> [Istruzioni del compito]
Risponda alle seguenti domande basandosi sull'estratto del testo.
1. Chi sono, secondo l'estratto, i "mercati"?
2. In quale anno l'Italia ha già assistito a quanto descritto?
3. Quale Paese viene citato per sostenere che l'Italia non è punita per il suo debito?
---- Estratto del testo
Quello che sta accadendo sui mercati in questi giorni è un copione a cui abbiamo assistito in più di un’occasione. I “mercati” sono la Bce tenuta in panchina dai tedeschi e dall’Europa per obbligare l’Italia a un altro giro di austerity. Abbiamo già visto quello che sta succedendo con il “salvataggio” della Grecia e in Italia nel 2011; un Paese che rifiuta l’austerity europea o prova a discuterla si ritrova improvvisamente lasciato solo dalla sua banca centrale di fronte alla peggiore speculazione. L’Italia non è punita per il suo debito, altrimenti il Giappone sarebbe morto da anni, ma perché sta disobbedendo all’Europa e questo varrebbe anche per uno 0,2% in meno di deficit se richiesto con la sufficiente forza.
--------
---- Voci archiviate
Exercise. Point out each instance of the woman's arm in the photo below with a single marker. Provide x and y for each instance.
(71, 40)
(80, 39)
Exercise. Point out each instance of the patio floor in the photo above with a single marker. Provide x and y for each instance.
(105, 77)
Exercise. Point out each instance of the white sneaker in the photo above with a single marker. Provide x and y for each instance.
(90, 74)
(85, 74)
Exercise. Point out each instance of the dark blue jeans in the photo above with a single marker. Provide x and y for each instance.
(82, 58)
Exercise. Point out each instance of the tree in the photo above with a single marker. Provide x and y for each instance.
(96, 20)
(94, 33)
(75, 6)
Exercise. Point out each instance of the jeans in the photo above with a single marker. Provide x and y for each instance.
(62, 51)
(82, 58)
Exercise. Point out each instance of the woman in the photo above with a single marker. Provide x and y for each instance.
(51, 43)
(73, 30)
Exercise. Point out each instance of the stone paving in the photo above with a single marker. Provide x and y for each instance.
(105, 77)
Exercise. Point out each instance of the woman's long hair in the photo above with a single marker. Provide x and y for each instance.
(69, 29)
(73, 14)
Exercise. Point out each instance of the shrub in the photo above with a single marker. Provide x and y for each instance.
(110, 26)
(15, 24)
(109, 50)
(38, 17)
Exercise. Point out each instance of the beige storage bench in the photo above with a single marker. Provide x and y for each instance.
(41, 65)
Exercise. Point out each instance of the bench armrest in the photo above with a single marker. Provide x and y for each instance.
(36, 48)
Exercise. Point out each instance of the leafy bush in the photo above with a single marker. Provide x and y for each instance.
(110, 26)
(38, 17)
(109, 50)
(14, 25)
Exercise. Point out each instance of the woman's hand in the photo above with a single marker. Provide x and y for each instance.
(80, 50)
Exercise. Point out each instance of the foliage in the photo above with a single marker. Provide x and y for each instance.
--------
> [Risposta]
1. La Bce tenuta in panchina dai tedeschi e dall'Europa.
2. Nel 2011.
3. Il Giappone.